__Material__
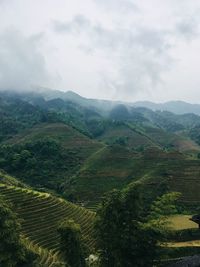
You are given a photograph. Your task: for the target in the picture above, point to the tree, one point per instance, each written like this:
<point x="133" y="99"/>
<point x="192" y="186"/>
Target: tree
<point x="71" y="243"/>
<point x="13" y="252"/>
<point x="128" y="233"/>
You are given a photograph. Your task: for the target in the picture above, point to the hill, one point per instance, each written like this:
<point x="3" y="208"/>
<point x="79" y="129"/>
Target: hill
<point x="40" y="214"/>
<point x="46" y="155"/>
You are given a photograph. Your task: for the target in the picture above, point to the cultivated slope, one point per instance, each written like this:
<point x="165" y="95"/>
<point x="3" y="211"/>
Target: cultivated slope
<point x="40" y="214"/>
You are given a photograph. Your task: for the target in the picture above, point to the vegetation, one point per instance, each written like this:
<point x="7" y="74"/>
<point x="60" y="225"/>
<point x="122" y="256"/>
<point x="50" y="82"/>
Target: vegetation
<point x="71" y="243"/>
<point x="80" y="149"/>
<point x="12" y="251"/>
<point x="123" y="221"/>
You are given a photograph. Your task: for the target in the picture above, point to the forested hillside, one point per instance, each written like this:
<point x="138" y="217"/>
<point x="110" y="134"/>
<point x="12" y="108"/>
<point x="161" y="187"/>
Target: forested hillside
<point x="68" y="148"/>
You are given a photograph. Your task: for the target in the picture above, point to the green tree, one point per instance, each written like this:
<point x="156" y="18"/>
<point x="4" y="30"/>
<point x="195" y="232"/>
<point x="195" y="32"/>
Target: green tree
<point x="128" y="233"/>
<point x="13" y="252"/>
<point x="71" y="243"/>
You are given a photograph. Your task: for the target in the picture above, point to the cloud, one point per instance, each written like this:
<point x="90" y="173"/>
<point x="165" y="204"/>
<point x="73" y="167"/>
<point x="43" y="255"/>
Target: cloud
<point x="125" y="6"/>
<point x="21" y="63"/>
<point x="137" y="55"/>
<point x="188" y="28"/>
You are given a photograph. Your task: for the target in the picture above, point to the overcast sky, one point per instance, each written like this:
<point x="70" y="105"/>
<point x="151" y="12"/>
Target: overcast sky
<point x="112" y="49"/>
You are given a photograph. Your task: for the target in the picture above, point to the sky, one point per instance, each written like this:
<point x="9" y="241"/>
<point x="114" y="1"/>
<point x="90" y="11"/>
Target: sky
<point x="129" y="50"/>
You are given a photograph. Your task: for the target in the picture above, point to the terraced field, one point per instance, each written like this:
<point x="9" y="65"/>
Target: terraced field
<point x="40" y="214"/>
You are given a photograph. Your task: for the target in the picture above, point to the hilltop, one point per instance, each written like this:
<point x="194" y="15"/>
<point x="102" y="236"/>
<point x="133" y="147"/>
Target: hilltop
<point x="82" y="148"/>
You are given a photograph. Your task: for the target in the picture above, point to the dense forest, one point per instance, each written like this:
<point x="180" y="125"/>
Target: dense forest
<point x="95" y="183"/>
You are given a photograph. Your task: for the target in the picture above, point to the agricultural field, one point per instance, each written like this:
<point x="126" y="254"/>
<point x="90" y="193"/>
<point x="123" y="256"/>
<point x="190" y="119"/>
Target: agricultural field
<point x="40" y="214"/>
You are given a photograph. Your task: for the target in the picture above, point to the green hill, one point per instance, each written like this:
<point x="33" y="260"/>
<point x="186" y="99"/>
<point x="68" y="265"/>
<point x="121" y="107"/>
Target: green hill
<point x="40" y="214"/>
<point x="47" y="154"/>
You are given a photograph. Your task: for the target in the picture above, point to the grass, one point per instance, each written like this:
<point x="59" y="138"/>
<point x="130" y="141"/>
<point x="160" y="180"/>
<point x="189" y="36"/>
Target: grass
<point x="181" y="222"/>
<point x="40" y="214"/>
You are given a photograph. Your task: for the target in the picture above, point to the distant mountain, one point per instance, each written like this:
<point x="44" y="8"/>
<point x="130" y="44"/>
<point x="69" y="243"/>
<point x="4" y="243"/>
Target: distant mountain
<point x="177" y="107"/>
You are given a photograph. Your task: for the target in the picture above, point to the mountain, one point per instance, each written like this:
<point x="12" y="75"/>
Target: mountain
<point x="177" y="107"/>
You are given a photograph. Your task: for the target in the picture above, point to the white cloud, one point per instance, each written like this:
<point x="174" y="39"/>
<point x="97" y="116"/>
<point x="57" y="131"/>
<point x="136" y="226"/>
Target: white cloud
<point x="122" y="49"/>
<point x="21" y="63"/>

__Your goal__
Output every entry word for word, but omit the pictures.

__Exercise response__
You are given a photograph. Your task: for the target in the picture above, point to the tree, one point per instance, each written like this:
<point x="133" y="99"/>
<point x="192" y="186"/>
Target: tree
<point x="71" y="243"/>
<point x="13" y="252"/>
<point x="128" y="233"/>
You are given a photograph. Your task: for the target in the picture above, point to the hill, one point per instance, each written like this:
<point x="3" y="208"/>
<point x="79" y="129"/>
Target: hill
<point x="40" y="214"/>
<point x="46" y="155"/>
You are given a photograph. Your task: for the target in the picture above, point to the cultivated slope, one point per instance, each written like this:
<point x="165" y="95"/>
<point x="3" y="211"/>
Target: cultivated slope
<point x="40" y="214"/>
You are given a photograph. Your task: for the target in the picture above, point to the vegetation, one point per instance, each written like this:
<point x="7" y="74"/>
<point x="60" y="225"/>
<point x="122" y="256"/>
<point x="50" y="82"/>
Target: vegetation
<point x="71" y="243"/>
<point x="80" y="149"/>
<point x="12" y="251"/>
<point x="123" y="221"/>
You are given a photograph. Your task: for the target in the picture above, point to the forested hillside, one point per instance, each written like this:
<point x="138" y="217"/>
<point x="110" y="134"/>
<point x="12" y="108"/>
<point x="161" y="187"/>
Target: forested hillside
<point x="68" y="148"/>
You are given a photograph. Your task: for the target in the picture above, point to the green tree, one point per instance, each written like this:
<point x="156" y="18"/>
<point x="4" y="30"/>
<point x="195" y="232"/>
<point x="195" y="32"/>
Target: green tree
<point x="128" y="233"/>
<point x="13" y="252"/>
<point x="71" y="243"/>
You are given a photograph. Your task: for the target in the picture above, point to the cloud, one point per instance, each written like this:
<point x="90" y="173"/>
<point x="165" y="204"/>
<point x="73" y="167"/>
<point x="43" y="255"/>
Target: cloud
<point x="125" y="6"/>
<point x="21" y="63"/>
<point x="137" y="55"/>
<point x="188" y="28"/>
You are given a photograph. Your task: for the target in the picture above, point to the overcast sky, one point per instance, each written like this:
<point x="70" y="105"/>
<point x="151" y="12"/>
Target: overcast sky
<point x="112" y="49"/>
You are given a photograph. Your task: for the target in the picture above, point to the sky, one point per instance, each written like this:
<point x="9" y="241"/>
<point x="114" y="1"/>
<point x="90" y="11"/>
Target: sky
<point x="129" y="50"/>
You are given a photograph. Your task: for the target in the picture above, point to the terraced field, one point per instance, each written like this:
<point x="9" y="65"/>
Target: terraced field
<point x="40" y="214"/>
You are given a photograph. Your task: for the target in the picture above, point to the hilltop, one point per instance, each written like this:
<point x="194" y="15"/>
<point x="102" y="236"/>
<point x="133" y="147"/>
Target: hilltop
<point x="82" y="148"/>
You are given a photograph. Your task: for the target in the picture above, point to the dense forest, one point per instance, each written like this:
<point x="180" y="125"/>
Target: dense forest
<point x="95" y="183"/>
You are given a photograph. Your task: for the target in the picture above, point to the agricultural field, one point per instance, each written like this:
<point x="126" y="254"/>
<point x="90" y="193"/>
<point x="123" y="256"/>
<point x="190" y="119"/>
Target: agricultural field
<point x="40" y="214"/>
You are given a photograph. Your task: for the target in the picture above, point to the green hill, one point per instance, each written like this:
<point x="33" y="260"/>
<point x="186" y="99"/>
<point x="68" y="265"/>
<point x="121" y="107"/>
Target: green hill
<point x="40" y="214"/>
<point x="47" y="154"/>
You are given a photograph. Your task: for the target in the picture above, point to the grass, one point per instance, each written like this:
<point x="59" y="138"/>
<point x="130" y="141"/>
<point x="160" y="180"/>
<point x="189" y="36"/>
Target: grass
<point x="181" y="222"/>
<point x="40" y="214"/>
You are given a photograph. Your task: for the target in the picture above, point to the distant mountain, one point per instance, each written like this:
<point x="44" y="8"/>
<point x="130" y="44"/>
<point x="69" y="243"/>
<point x="4" y="243"/>
Target: distant mountain
<point x="177" y="107"/>
You are given a photograph. Your task: for the target in the picture above, point to the mountain, one point per instance, each written like this:
<point x="12" y="75"/>
Target: mountain
<point x="177" y="107"/>
You are given a photograph. Your task: for the target in the picture above, point to the white cloud, one point per instance, each written like this:
<point x="174" y="39"/>
<point x="97" y="116"/>
<point x="57" y="131"/>
<point x="136" y="226"/>
Target: white cloud
<point x="122" y="49"/>
<point x="21" y="63"/>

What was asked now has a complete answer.